PROBLEM TO SOLVE = Render the part of the material that opens with the line containing "Query: **black belt**" and closes with the line containing "80), (154, 78)]" as a JSON list of strings, one string per line, leaving out blank lines.

## Begin EXERCISE MATERIALS

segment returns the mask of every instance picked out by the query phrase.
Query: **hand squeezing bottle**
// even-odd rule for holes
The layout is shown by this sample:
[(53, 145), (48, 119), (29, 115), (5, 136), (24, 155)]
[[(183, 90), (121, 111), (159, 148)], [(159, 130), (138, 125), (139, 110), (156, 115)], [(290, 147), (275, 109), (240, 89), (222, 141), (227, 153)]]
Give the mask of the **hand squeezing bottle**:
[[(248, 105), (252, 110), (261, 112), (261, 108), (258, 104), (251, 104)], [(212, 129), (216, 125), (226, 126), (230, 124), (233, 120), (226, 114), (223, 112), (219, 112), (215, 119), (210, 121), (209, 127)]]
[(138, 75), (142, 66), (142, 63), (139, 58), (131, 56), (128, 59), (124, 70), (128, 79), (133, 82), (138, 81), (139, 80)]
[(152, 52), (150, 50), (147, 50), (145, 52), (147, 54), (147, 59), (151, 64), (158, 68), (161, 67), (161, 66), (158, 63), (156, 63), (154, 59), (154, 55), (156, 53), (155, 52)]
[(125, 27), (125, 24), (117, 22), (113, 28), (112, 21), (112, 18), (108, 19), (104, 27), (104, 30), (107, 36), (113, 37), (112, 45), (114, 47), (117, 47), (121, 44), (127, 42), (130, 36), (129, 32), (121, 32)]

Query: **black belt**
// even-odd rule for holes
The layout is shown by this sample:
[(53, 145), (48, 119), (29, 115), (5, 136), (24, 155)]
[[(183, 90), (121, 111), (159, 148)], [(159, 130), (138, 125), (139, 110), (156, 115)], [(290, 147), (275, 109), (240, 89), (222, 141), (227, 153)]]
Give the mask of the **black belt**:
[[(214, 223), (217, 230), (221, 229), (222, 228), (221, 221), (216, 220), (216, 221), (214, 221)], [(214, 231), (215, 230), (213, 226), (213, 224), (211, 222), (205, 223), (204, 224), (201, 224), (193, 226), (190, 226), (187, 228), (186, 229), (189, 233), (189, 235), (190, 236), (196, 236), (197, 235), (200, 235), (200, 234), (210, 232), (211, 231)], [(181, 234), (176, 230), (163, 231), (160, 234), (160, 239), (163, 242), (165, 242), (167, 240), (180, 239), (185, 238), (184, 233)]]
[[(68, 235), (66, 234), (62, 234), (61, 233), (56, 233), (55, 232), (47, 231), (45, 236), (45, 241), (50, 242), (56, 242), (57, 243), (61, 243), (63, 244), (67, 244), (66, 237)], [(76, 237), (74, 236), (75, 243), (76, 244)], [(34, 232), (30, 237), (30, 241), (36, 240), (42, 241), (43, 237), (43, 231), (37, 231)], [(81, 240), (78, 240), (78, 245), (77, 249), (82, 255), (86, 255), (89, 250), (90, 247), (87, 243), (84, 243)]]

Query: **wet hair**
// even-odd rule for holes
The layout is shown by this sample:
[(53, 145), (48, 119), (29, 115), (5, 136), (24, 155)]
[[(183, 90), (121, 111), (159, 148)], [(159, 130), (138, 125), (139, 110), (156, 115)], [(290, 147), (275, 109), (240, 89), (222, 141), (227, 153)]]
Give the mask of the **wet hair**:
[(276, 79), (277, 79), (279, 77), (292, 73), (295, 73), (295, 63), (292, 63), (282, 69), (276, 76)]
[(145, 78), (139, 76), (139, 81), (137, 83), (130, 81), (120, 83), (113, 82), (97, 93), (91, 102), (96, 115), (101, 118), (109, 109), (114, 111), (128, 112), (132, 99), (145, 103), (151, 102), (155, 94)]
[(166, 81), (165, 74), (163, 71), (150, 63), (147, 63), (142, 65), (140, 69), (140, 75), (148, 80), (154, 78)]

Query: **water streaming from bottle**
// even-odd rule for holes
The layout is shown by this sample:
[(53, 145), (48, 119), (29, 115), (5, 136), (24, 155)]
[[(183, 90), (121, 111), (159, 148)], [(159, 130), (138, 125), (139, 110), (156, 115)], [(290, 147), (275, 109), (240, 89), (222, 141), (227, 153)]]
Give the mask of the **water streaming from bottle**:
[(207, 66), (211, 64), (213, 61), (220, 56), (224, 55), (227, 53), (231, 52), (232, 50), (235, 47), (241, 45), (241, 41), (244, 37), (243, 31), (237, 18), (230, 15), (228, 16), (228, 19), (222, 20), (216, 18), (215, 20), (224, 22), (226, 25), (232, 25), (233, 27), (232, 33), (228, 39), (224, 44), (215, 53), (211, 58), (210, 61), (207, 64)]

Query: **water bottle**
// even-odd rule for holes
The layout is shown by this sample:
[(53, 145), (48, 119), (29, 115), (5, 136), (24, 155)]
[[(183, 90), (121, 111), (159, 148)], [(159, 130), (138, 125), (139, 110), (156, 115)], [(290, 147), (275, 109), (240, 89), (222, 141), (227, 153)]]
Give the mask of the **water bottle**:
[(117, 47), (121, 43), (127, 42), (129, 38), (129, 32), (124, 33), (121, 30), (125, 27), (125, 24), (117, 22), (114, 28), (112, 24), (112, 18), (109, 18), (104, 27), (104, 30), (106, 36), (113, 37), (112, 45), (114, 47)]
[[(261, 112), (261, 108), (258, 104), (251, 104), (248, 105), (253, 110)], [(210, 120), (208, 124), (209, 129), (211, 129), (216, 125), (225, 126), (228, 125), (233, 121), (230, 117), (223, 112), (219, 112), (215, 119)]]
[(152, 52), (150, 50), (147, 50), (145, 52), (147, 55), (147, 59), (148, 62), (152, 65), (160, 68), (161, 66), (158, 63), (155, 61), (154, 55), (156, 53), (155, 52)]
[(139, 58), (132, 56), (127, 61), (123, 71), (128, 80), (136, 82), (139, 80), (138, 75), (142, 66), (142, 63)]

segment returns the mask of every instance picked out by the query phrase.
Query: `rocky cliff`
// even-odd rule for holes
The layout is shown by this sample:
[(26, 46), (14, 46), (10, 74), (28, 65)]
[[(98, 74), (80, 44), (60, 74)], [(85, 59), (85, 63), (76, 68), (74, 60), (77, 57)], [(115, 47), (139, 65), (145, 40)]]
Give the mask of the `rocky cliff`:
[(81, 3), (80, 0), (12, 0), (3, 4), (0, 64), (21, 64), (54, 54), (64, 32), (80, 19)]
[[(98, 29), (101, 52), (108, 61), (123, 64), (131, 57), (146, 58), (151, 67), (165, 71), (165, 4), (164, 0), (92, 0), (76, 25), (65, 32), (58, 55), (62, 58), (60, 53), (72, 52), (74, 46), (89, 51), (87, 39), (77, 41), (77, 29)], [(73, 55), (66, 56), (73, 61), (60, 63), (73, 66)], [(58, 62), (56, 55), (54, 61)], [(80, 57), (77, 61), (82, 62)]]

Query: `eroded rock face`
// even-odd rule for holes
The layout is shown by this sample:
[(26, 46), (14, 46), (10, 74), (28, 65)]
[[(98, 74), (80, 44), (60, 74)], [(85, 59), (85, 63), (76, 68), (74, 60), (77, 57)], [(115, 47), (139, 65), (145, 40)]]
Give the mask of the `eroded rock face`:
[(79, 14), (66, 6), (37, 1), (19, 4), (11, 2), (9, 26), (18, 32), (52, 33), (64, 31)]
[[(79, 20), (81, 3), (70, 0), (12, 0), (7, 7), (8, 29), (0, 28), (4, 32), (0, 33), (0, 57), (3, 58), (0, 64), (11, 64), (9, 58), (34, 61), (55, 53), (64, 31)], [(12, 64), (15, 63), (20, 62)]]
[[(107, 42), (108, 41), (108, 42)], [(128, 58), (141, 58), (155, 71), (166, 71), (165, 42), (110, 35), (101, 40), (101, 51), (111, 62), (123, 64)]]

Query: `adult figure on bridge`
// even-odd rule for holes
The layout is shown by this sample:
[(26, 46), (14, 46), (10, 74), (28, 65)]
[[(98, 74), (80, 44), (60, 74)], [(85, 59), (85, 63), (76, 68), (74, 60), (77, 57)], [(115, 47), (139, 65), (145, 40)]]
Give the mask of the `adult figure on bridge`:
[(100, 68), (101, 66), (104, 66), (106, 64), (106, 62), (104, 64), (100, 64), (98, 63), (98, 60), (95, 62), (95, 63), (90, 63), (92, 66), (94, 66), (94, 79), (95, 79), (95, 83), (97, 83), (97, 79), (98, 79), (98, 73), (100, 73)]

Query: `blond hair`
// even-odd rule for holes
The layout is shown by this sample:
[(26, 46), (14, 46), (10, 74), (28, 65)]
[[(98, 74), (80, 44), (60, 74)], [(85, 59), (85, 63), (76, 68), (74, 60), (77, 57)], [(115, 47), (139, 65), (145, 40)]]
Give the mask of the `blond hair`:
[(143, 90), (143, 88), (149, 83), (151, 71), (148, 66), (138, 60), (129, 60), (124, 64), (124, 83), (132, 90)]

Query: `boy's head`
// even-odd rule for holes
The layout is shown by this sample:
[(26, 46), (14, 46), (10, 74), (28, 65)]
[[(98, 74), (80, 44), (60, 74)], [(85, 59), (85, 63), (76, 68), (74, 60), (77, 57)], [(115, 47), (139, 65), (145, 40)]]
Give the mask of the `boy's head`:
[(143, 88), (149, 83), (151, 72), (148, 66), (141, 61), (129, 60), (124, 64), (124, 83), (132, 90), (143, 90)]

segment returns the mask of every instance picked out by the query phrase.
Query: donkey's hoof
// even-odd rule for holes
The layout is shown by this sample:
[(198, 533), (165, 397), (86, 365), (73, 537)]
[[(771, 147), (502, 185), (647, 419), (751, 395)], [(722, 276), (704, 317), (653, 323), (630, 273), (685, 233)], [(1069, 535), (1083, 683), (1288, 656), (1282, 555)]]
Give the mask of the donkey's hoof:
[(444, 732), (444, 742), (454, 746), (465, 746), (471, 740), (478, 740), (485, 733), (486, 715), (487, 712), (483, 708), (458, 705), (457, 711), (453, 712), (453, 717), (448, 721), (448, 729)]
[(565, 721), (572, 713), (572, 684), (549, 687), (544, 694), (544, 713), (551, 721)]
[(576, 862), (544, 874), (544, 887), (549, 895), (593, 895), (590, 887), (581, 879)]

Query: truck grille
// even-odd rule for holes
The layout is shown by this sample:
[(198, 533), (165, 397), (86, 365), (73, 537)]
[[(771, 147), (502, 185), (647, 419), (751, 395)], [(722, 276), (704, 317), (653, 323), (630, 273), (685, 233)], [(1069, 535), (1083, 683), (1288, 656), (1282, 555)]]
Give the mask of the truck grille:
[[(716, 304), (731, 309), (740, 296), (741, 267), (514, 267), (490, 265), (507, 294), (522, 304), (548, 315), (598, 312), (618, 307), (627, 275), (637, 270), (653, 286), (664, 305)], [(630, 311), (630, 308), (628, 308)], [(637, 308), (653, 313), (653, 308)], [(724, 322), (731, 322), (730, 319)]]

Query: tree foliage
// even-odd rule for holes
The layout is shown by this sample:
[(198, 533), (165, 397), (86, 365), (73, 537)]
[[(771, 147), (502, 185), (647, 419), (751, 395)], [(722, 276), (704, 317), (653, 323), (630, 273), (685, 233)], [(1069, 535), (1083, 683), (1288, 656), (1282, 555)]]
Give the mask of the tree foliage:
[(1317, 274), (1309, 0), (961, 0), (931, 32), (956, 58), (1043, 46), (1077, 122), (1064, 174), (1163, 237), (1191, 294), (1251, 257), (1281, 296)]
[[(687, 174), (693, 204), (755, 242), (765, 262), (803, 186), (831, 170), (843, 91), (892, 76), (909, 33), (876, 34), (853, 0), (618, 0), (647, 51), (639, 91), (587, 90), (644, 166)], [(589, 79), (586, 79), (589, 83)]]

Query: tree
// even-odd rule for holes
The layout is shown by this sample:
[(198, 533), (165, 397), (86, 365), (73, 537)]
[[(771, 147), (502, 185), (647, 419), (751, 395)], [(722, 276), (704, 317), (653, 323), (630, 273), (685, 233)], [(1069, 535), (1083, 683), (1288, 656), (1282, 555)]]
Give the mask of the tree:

## End EXERCISE MATERIALS

FULL RESPONSE =
[
  "Query: **black belt**",
  "// even-odd rule for holes",
  "The layout is shown by this sample:",
  "[(53, 145), (48, 119), (29, 115), (5, 136), (24, 155)]",
  "[[(183, 90), (121, 111), (159, 148)], [(159, 130), (138, 125), (139, 110), (156, 115)], [(290, 147), (275, 109), (240, 89), (222, 141), (227, 153)]]",
  "Give the mask of the **black belt**:",
  "[[(214, 223), (217, 230), (221, 229), (222, 228), (221, 221), (216, 220), (216, 221), (214, 221)], [(214, 231), (215, 230), (213, 226), (213, 224), (211, 222), (205, 223), (204, 224), (201, 224), (193, 226), (190, 226), (187, 228), (186, 229), (189, 233), (189, 235), (190, 236), (196, 236), (197, 235), (200, 235), (200, 234), (210, 232), (211, 231)], [(181, 234), (176, 230), (163, 231), (160, 234), (160, 239), (163, 242), (165, 242), (167, 240), (180, 239), (185, 238), (184, 233)]]",
  "[[(68, 235), (66, 234), (62, 234), (61, 233), (56, 233), (55, 232), (47, 231), (45, 236), (45, 241), (50, 242), (56, 242), (57, 243), (61, 243), (63, 244), (67, 244), (66, 237)], [(76, 237), (74, 236), (75, 243), (76, 244)], [(34, 232), (30, 237), (30, 241), (36, 240), (42, 241), (43, 237), (43, 231), (37, 231)], [(81, 240), (78, 240), (78, 245), (77, 249), (82, 255), (86, 255), (89, 250), (90, 247), (87, 243), (84, 243)]]",
  "Query: **wet hair**",
  "// even-odd rule for holes",
  "The layout is shown by this sample:",
  "[(53, 145), (48, 119), (29, 115), (5, 136), (24, 155)]",
  "[[(183, 90), (121, 111), (159, 148)], [(159, 130), (138, 125), (139, 110), (156, 115)], [(290, 147), (275, 109), (240, 89), (222, 141), (227, 153)]]",
  "Give the mask of the **wet hair**:",
  "[(276, 79), (277, 79), (279, 77), (292, 73), (295, 73), (295, 63), (292, 63), (282, 69), (276, 76)]",
  "[(145, 78), (139, 76), (139, 81), (137, 83), (130, 81), (120, 83), (113, 82), (97, 93), (91, 102), (96, 115), (101, 118), (109, 109), (114, 111), (128, 112), (132, 99), (145, 103), (151, 102), (155, 94)]",
  "[(166, 81), (165, 74), (163, 71), (150, 63), (147, 63), (142, 65), (140, 69), (140, 75), (148, 80), (154, 78)]"
]